* _Problem to solve_: Give again, unchanged, the line that contains "Point to the defender" together with every line that follows it until the entries end.

——————

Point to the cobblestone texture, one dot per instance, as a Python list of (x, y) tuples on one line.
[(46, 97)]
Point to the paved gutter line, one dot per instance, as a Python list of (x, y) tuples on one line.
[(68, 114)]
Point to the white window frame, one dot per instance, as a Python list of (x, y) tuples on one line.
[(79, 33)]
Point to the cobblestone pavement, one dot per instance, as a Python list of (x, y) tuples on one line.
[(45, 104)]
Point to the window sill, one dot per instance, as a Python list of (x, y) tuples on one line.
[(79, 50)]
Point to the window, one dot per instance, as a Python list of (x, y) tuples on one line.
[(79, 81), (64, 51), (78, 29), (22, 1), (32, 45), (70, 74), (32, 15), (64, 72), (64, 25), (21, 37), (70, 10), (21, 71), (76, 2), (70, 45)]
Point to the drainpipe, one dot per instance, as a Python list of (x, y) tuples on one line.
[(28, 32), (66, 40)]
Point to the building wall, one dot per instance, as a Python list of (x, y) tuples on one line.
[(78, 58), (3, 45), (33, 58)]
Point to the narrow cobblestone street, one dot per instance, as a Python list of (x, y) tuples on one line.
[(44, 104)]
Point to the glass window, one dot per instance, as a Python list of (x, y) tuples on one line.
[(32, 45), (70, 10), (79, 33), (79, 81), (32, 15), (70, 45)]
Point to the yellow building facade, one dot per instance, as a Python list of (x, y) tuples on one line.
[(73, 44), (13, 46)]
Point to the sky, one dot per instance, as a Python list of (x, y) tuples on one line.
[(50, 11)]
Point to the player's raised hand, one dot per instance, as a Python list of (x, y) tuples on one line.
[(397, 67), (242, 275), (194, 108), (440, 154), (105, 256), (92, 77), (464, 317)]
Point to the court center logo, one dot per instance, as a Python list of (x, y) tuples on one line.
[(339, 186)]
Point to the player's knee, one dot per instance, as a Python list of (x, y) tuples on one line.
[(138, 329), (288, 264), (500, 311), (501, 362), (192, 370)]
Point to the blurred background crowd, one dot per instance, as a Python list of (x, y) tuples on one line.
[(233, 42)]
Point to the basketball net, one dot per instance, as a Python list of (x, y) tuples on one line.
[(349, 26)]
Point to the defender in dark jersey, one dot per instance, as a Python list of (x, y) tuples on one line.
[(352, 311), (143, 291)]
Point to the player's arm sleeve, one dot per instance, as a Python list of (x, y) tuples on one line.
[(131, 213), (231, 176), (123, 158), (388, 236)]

——————

* _Result for this task_:
Point to the defender in dark jersey, one dot per instance, as a Python list of (x, y) tuples on one line.
[(352, 311), (143, 291)]
Point to the player's arm sleeve, one dot per instance, as a Python list of (x, y) tuples on one line.
[(131, 213), (231, 176), (123, 158), (388, 236)]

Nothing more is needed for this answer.